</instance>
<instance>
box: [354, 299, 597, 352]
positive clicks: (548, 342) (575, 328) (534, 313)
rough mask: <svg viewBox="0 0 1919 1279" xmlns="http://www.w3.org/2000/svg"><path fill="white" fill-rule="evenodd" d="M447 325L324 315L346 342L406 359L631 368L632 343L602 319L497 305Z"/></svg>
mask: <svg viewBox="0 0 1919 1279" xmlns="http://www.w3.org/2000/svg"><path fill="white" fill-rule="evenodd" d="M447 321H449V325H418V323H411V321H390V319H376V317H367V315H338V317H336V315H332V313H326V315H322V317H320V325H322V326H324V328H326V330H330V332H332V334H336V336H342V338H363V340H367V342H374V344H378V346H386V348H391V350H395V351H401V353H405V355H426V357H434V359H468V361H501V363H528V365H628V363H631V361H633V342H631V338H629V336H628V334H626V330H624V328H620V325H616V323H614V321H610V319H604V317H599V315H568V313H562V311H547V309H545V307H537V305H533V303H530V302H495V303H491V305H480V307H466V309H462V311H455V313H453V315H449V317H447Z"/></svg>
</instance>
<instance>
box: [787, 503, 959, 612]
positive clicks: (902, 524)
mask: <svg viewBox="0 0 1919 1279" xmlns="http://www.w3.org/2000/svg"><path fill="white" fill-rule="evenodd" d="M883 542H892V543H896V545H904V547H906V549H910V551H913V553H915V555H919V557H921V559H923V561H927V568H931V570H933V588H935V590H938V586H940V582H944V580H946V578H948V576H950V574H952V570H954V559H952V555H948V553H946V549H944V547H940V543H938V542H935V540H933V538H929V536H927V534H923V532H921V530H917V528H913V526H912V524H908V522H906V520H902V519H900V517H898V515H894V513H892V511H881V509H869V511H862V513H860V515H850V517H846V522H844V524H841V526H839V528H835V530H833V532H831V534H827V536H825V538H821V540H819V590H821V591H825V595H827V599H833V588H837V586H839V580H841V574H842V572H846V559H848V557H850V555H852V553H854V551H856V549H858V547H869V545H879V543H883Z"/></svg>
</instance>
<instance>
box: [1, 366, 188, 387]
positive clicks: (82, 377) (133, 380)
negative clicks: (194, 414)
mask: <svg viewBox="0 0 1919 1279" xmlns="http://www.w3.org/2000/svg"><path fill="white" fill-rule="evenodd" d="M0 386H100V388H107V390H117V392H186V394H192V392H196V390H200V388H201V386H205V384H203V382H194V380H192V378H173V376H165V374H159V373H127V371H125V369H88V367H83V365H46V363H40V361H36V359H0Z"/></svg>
-------------------------
▶ _BRIEF_: Rewrite the items from the first line through the line containing "rough mask: <svg", replacing "positive clicks" with "foreground clicks" and leaving everything else unchanged.

▶ _FINISHED TASK_:
</instance>
<instance>
box: [354, 299, 597, 352]
foreground clicks: (548, 342) (575, 328) (534, 313)
rough mask: <svg viewBox="0 0 1919 1279" xmlns="http://www.w3.org/2000/svg"><path fill="white" fill-rule="evenodd" d="M447 325L324 315L346 342L406 359L631 368L632 343L602 319L497 305Z"/></svg>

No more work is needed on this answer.